[Natural-language object grounding data]
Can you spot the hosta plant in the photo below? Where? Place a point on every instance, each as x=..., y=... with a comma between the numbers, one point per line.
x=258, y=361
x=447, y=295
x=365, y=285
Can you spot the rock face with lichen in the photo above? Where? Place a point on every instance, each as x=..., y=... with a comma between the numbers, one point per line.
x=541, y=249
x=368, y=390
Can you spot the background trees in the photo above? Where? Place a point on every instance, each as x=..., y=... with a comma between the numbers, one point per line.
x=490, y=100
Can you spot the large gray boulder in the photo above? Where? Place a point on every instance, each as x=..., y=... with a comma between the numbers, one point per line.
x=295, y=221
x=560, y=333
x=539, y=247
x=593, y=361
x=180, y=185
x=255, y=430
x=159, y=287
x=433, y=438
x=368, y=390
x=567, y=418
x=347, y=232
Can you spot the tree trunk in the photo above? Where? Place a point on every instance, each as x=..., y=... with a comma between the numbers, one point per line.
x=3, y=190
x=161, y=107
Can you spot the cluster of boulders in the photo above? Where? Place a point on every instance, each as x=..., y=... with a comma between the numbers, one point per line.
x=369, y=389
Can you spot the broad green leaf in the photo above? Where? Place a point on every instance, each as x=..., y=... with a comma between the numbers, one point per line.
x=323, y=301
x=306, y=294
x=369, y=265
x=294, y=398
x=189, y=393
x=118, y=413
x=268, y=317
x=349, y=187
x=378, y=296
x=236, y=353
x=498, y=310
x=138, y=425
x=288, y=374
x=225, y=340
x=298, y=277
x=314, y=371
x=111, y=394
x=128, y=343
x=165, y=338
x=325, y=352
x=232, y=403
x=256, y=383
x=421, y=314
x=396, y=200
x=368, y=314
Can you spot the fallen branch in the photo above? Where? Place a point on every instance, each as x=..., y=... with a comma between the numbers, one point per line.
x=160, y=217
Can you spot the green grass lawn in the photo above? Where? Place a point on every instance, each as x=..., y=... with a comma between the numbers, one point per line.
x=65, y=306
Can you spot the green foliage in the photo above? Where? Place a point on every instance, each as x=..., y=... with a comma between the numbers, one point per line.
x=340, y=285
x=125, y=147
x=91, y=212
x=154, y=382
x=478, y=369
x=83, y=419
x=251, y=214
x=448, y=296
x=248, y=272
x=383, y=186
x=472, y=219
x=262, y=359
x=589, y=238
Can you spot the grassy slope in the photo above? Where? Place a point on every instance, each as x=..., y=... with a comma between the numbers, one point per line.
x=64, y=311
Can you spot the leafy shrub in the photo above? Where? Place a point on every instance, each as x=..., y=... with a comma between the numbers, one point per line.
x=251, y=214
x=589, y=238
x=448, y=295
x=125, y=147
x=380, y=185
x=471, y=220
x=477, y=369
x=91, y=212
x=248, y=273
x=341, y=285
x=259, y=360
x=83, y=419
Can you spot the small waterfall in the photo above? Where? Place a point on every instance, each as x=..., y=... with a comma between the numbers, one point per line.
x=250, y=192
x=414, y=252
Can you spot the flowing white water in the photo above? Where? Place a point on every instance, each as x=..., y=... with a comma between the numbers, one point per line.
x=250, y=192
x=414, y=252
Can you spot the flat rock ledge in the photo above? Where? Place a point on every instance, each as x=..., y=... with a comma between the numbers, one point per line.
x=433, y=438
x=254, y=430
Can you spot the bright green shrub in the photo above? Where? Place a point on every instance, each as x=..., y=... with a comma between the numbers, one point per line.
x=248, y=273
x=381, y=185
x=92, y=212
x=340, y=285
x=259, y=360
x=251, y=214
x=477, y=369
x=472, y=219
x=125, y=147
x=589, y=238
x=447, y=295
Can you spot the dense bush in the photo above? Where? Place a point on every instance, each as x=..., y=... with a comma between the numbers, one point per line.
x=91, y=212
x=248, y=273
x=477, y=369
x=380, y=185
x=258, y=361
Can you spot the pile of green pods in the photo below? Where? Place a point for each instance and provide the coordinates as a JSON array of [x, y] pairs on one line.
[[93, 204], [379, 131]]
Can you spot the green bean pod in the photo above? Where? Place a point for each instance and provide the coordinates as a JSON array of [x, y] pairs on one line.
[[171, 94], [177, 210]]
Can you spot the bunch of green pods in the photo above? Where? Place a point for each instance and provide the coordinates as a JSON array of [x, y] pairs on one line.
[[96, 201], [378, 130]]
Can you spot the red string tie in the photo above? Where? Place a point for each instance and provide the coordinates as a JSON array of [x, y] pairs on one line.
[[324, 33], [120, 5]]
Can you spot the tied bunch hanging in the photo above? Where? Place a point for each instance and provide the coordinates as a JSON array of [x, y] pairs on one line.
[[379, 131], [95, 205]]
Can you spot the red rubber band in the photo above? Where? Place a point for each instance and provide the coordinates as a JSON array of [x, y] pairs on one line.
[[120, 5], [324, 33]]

**YOUR ASSIGNMENT**
Print the records above exactly. Omit nothing.

**SOLUTION FOR THIS TASK**
Can you spot the hosta plant in the photo below? Where? Place a point on every instance, each as x=..., y=... with a comma between the numbers, one point per line.
x=258, y=361
x=447, y=295
x=365, y=285
Can you spot the rock face with lichen in the photo above? Where? Place a point on every instance, each as x=..., y=... with a comma between the numbers, one point per line.
x=541, y=249
x=368, y=390
Can you spot the background trees in the photo above? Where? Place a point on every instance, each as x=..., y=... with a comma between the numbers, one point per line.
x=490, y=100
Can you spot the large gray boulder in the photo above? Where? Place a point on every instance, each as x=..., y=... with a comma between the numbers, one point per line.
x=295, y=221
x=560, y=333
x=539, y=247
x=593, y=361
x=180, y=185
x=255, y=430
x=159, y=287
x=433, y=438
x=368, y=390
x=567, y=418
x=347, y=232
Can you spot the tree trunk in the photo above? Where? Place a point on every instance, each as x=..., y=... with a comma between the numbers, one point per line.
x=3, y=190
x=161, y=107
Can you spot the cluster of boulders in the photo above? Where? Place a point on every instance, each as x=..., y=... with a comma between the numbers, one point per line.
x=369, y=389
Can you spot the broad green leaf in the photo above? Where? Place a point on every instance, each as x=..., y=... with a comma between the numbers, one point per line.
x=323, y=301
x=306, y=294
x=369, y=265
x=294, y=398
x=189, y=393
x=118, y=413
x=268, y=317
x=349, y=187
x=378, y=296
x=236, y=353
x=498, y=310
x=138, y=425
x=288, y=374
x=225, y=340
x=298, y=277
x=314, y=371
x=111, y=394
x=128, y=343
x=165, y=338
x=325, y=352
x=232, y=403
x=256, y=383
x=421, y=314
x=396, y=200
x=368, y=314
Can you spot the fallen branch in the photo above? Where? Place a point on every instance, each as x=..., y=... with a comma between the numbers, one point per line.
x=160, y=217
Can you spot the green grass lawn in the photo above? Where? Place a point on every instance, each as x=..., y=... with a comma between the numbers, one point per line.
x=65, y=306
Can you spot the green foliage in the photo above? Where? Place a point on every instance, each as x=..., y=... with a comma between the numbers, one point per line.
x=340, y=285
x=125, y=147
x=91, y=212
x=154, y=382
x=478, y=369
x=83, y=419
x=251, y=214
x=448, y=296
x=248, y=272
x=383, y=186
x=472, y=219
x=262, y=359
x=589, y=238
Can you spot the grassy slope in the photo above? Where? Place a point on every instance, each as x=..., y=... with a comma between the numbers, one point per line.
x=64, y=311
Can you spot the leafy shrub in the photo above? Where? Place a point on every instance, each as x=..., y=... with a comma between the numbers, one point per line.
x=251, y=214
x=589, y=238
x=448, y=295
x=125, y=147
x=380, y=185
x=471, y=220
x=477, y=369
x=91, y=212
x=248, y=273
x=341, y=285
x=259, y=360
x=83, y=419
Can you spot the small waterfall in the photo above? Where? Place a point on every instance, each as x=..., y=... with a comma between the numbers, one point per line.
x=250, y=192
x=414, y=252
Can you spot the flowing white water in the photo above? Where? Place a point on every instance, each as x=..., y=... with a comma between the numbers, one point per line.
x=250, y=192
x=414, y=252
Can you spot the flat rock ledge in the photo above? Where? Place a point on every instance, each as x=..., y=... with a comma between the numbers, one point per line.
x=433, y=438
x=254, y=430
Can you spot the bright green shrub in the photo above? Where? Place a point on every instance, each as x=..., y=... with a comma between the numbers, one point per line.
x=248, y=273
x=381, y=185
x=92, y=212
x=340, y=285
x=259, y=360
x=251, y=214
x=477, y=369
x=472, y=219
x=125, y=147
x=589, y=238
x=447, y=295
Can you spot the dense bush in the photo above? Where? Place a point on every instance, each as x=..., y=... with a comma between the numbers, one point per line.
x=91, y=212
x=248, y=273
x=477, y=369
x=380, y=185
x=258, y=361
Can you spot the pile of green pods in the photo below? Where? Place a point for each instance and provide the coordinates as a JSON array of [x, y] pairs on one line.
[[93, 204], [379, 131]]
Can you spot the green bean pod in the photo above? Where? Place a point for each instance and provide the coordinates as a JSON array of [x, y] pairs on one line.
[[171, 94], [177, 210]]
Can you spot the bunch of green pods in the photo above? Where? Place a point for each instance and provide the coordinates as a JSON array of [x, y] pairs on one line.
[[96, 201], [378, 130]]
Can you spot the red string tie in the photo above? Where? Place a point for each instance and provide the coordinates as a JSON array of [x, y] pairs on one line.
[[324, 33], [120, 5]]
Can you spot the tied bunch hanging in the photo above? Where? Place a point for each instance and provide the coordinates as a JSON array of [x, y] pairs on one line.
[[379, 131], [95, 205]]
Can you spot the red rubber band in the photo above? Where? Place a point for each instance and provide the coordinates as a JSON array of [x, y] pairs on one line.
[[120, 5], [324, 33]]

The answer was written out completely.